▶ Provided passage
•••••

Recently, the international crude oil market has experienced a rollercoaster: previously driven higher by Middle East geopolitical conflicts, international oil prices suddenly reversed course, with NYMEX WTI and Brent crude futures prices both sharply falling from their highs. Since the peak on May 18, the maximum declines have exceeded 14 percentage points; as of May 26, both prices rebounded within the day. Industry insiders say that short-term changes in Middle East geopolitical tensions remain the core dominant factor influencing international oil prices. Currently, global crude oil supply has shrunk sharply, inventories continue to decline, demand reductions are limited, and supply-demand imbalances are becoming more pronounced. The strong fundamentals from a medium- to long-term perspective provide solid support for oil prices at the bottom, with limited downside potential in the short term. Future attention should focus on changes in Middle East geopolitics and the navigation situation through the Strait of Hormuz.
Short-term market volatility has been intensified by news related to Middle East geopolitical negotiations. Recently, international crude oil futures prices have experienced significant declines, with NYMEX WTI briefly falling below $90 per barrel, and Brent crude futures also declining, with a low around $94 per barrel. Data shows that on May 25, during intraday trading, NYMEX WTI and Brent futures prices dipped to $89.41 and $93.21 per barrel, respectively, representing cumulative declines of 15.02% and 14.56% from the peak on May 18. However, prices later recovered due to renewed support. As of 3 PM Beijing time on May 26, NYMEX WTI and Brent futures were at $91.68 and $95.27 per barrel, up 1.53% and 1.98%. Yang An, head of energy research at Haitong Futures, stated that uncertainties in Middle East geopolitics make international oil prices prone to sharp fluctuations.
Since the outbreak of the US-Israel-Iran conflict in late February, the oil market has been heavily influenced by geopolitical negotiation news, with four key moments triggering sharp drops: April 7, April 17, May 6, and May 25. Using Brent crude futures as a reference, the data shows that on these four days, the single-day declines were 5.78%, 7.01%, 7.20%, and 6.56%. Analyzing these movements, Guotou Futures oil analyst Wang Yingmin summarized a common pattern: the underlying logic of these four rounds of price declines is highly consistent, all stemming from market expectations that negotiations between the US and Iran will make substantial progress and that the Strait of Hormuz will reopen, leading the market to actively unwind the risk premiums previously built in due to geopolitical conflicts. She also added that the US-Iran conflict has lasted nearly three months, with both sides increasingly eager to seek negotiations and reconciliation; combined with previous high oil prices, Brent and NYMEX WTI futures once exceeded $110 and $105 per barrel, respectively.

•••••

▶ Recorded data
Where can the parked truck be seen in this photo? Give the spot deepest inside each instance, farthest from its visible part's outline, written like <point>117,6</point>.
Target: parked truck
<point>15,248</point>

•••••

▶ What you need to do
a) In the oil price passage, what were the single-day declines in Brent crude futures on April 7, April 17, May 6, and May 25?
b) Using the oil price passage, explain why the four rounds of price declines took place.
c) Go on with the passage on international oil prices from the point where it stops.

▶ Responses per task
a) 5.78%, 7.01%, 7.20%, and 6.56%.

b) The market expected US-Iran negotiations to make substantial progress and the Strait of Hormuz to reopen. In response, traders actively unwound the risk premiums that had been built into prices because of the geopolitical conflict.

c)
High oil prices combined with easing geopolitical expectations have significantly heightened market sensitivity to negotiation-related news. Although short-term geopolitical negotiation news has temporarily pressured international oil prices due to supply-demand imbalances, the fundamental supply and demand outlook suggests no sustained downward trend. On the supply side, global oil supply elasticity remains limited. Wang Yingmin pointed out that the blockade of the Strait of Hormuz has caused unprecedented shocks to the global oil industry, directly altering the global supply pattern. According to OPEC data, in April, OPEC member countries reduced their crude oil output by nearly 10 million barrels per day compared to February; IEA data also shows that global oil supply has decreased by about 13 million barrels per day due to the conflict, with Gulf countries reducing output by 14 million barrels per day compared to pre-conflict levels. Additionally, Russia’s oil facilities have been hit by drone attacks, with April production down by 300k barrels per day month-on-month; if attacks continue, output could decrease another 500k barrels per day in the second half of the year.
On the demand side, high oil prices have somewhat suppressed consumption, but the demand reduction is far less than the supply decrease. Wang Yingmin explained that, according to IEA estimates, global oil demand in Q2 this year decreased by about 2.4 million barrels per day year-on-year, while refinery crude processing also fell by about 5 million barrels per day, a much larger decline than the drop in end-user demand. Moreover, shortages of refined products are more severe than crude oil shortages; US gasoline inventories have fallen below five-year seasonal lows, and crack spreads remain at historically extreme highs, directly reflecting structural shortages in the industry. Inventory data more intuitively shows the tightness of the market. Wang Yingmin cited data from IEA and EIA, indicating that from March to April, global observable crude inventories decreased by 246 million barrels, with OECD countries alone reducing onshore inventories by 146 million barrels in April, setting a monthly record for drawdowns. Furthermore, EIA has significantly raised its inventory drawdown expectations, increasing the projected global daily crude oil drawdown in 2026 from 300k barrels to 2.6 million barrels, with peak quarterly drawdowns reaching 8.5 million barrels—an all-time high.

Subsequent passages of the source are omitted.